§ **PROBLEMS TO SOLVE**:
a – Reproduce a portion of the passage on Sage's AI ethics code below, starting with "1. AI should" and going on through "to be accountable.".
b – Using the passage on Sage's AI ethics code below, explain in one to three sentences what the "Ethics of Code" is designed to do.
c – In the passage on Sage's AI ethics code below, what position does Kriti Sharma hold?
--- start EXCERPTED PASSAGE ---
Kriti Sharma, SageSage has developed an ethics code for developing software that utilizes artificial intelligence. At its Summit conference in Canada, Sage outlined "The Ethics of Code: Developing AI for Business with Five Core Principles." The discussion of ethics and the values coded into systems which use artificial intelligence has been growing rapidly.

 "The 'Ethics of Code' is designed to protect the user and to ensure that tech giants, such as Sage, are building AI that is safe, secure, fits the use case and most importantly is inclusive and reflects the diversity of the users it serves," Kriti Sharma, VP of AI and bots, said at the company's recent Summit conference in Canada.

Sharma outlined the principles the company developed along with its accounting chat bot Pegg. These principles included the following:

1. AI should reflect the diversity of the users it serves and must not perpetuate stereotypes.

2. AI must be held to account and so must users. Technology should not be allowed to become too clever to be accountable.

3. Reward AI for 'showing its workings'. An AI system learning from bad examples could end up become socially inappropriate. Proponents must develop a reward mechanism when training AI with AI and robots aligning with human values.

4. AI should level the playing field, providing accessibility to those with sight problems, dyslexia and limited mobility.
--- end EXCERPTED PASSAGE ---
--- start INFORMATION PROVIDED ---
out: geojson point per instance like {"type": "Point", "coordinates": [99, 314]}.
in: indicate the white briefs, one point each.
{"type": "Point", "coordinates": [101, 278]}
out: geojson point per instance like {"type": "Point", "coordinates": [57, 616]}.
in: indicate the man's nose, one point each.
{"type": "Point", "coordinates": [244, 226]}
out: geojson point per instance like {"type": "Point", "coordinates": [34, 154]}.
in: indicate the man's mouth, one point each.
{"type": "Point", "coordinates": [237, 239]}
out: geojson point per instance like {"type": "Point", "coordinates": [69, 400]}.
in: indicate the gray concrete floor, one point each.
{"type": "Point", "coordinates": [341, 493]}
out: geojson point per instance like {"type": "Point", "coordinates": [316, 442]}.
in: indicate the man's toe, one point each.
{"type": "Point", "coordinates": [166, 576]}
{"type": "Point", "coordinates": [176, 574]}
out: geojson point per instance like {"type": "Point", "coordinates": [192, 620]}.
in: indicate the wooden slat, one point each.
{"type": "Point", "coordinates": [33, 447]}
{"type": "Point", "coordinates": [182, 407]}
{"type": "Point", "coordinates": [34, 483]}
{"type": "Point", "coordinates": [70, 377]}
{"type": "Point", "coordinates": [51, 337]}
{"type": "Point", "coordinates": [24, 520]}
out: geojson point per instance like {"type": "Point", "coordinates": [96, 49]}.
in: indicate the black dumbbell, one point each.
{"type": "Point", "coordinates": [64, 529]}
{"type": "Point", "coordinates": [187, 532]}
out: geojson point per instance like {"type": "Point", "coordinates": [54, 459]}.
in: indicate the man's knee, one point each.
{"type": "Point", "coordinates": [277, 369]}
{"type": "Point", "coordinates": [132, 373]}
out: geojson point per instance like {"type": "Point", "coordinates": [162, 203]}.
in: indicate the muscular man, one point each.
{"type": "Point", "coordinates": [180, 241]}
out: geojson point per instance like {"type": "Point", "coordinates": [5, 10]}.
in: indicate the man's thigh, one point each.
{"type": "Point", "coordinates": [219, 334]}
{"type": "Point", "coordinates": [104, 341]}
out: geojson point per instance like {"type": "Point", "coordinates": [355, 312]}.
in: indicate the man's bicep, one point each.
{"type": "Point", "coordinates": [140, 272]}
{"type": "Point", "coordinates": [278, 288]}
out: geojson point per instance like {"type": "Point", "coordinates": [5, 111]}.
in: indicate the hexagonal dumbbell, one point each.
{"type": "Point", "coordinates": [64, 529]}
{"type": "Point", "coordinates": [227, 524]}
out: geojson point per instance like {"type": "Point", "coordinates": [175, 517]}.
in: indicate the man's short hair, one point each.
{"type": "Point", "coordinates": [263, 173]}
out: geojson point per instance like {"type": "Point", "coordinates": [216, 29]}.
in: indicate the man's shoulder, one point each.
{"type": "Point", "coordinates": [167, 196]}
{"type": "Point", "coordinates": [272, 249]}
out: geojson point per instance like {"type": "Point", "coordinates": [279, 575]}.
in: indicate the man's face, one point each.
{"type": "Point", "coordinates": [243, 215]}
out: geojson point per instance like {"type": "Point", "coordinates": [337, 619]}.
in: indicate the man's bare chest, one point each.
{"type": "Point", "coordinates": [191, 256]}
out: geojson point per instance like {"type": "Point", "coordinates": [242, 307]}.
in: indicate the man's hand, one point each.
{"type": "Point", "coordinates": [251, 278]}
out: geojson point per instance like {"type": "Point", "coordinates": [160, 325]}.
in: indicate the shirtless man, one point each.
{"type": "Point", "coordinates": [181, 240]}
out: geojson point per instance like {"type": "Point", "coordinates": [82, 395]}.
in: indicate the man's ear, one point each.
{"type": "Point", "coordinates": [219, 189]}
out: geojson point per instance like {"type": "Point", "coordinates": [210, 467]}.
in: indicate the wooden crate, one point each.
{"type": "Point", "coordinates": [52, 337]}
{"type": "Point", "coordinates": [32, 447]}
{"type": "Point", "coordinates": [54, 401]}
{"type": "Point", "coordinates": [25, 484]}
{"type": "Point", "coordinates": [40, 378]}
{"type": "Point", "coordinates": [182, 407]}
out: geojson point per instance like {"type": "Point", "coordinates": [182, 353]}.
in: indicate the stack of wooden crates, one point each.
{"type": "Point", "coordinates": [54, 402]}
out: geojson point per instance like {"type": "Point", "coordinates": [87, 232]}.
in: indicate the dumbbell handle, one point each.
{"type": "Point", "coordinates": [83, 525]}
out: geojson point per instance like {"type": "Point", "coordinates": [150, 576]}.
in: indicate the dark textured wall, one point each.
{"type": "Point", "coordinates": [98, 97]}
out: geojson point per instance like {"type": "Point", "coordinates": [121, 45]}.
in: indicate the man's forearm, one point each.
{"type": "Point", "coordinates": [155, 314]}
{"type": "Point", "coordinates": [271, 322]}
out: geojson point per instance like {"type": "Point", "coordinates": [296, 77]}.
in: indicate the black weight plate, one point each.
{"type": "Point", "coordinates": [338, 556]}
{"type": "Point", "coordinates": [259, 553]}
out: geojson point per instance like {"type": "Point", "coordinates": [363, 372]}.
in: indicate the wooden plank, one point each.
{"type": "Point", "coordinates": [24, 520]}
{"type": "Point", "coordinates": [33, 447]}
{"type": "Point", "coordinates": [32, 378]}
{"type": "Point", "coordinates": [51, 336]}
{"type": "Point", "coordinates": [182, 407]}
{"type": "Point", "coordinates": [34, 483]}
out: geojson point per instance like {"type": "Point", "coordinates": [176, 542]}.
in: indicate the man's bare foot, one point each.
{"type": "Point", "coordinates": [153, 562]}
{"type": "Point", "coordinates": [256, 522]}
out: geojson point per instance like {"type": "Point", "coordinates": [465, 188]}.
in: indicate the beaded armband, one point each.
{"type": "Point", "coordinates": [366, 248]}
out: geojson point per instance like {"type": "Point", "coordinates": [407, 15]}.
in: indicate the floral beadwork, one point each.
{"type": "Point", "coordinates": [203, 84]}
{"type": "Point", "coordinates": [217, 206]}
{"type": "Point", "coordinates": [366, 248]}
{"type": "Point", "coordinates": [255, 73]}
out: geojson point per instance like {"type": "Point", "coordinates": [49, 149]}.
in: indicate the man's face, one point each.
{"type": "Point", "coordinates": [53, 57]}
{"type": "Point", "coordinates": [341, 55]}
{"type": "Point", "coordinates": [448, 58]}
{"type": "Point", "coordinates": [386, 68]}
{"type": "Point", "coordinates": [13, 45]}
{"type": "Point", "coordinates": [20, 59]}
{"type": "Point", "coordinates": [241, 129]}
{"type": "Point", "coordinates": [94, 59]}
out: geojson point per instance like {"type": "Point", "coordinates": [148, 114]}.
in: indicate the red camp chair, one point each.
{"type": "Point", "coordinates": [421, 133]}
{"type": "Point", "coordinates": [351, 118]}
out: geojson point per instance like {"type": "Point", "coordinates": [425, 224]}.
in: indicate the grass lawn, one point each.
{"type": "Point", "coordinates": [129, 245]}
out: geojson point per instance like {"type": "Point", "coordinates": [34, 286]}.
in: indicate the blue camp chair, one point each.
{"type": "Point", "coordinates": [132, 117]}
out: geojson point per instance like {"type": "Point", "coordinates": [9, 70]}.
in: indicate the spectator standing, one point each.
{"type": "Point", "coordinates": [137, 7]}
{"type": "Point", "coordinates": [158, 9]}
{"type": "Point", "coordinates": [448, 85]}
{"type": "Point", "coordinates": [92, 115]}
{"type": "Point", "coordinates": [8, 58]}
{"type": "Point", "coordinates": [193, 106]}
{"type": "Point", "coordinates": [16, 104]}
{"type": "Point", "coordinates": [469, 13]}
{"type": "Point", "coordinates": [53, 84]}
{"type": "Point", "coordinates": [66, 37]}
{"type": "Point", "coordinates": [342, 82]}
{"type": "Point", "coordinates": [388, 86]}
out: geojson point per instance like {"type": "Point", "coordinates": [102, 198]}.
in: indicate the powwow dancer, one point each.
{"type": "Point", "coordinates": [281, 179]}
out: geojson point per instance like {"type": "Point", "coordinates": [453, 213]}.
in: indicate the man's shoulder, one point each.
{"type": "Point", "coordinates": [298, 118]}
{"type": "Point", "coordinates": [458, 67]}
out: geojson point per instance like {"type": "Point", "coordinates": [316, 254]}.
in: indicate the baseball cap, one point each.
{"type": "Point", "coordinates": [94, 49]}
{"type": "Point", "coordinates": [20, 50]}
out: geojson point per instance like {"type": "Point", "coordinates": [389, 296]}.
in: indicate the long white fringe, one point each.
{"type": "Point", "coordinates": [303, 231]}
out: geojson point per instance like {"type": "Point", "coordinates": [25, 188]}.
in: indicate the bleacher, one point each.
--- end INFORMATION PROVIDED ---
§ **RESPONSE LIST**:
a –
1. AI should reflect the diversity of the users it serves and must not perpetuate stereotypes.

2. AI must be held to account and so must users. Technology should not be allowed to become too clever to be accountable.

b – The "Ethics of Code" is designed to protect the user. It is also meant to ensure that tech giants such as Sage build AI that is safe, secure, fits the use case and, most importantly, is inclusive and reflects the diversity of the users it serves.

c – VP of AI and bots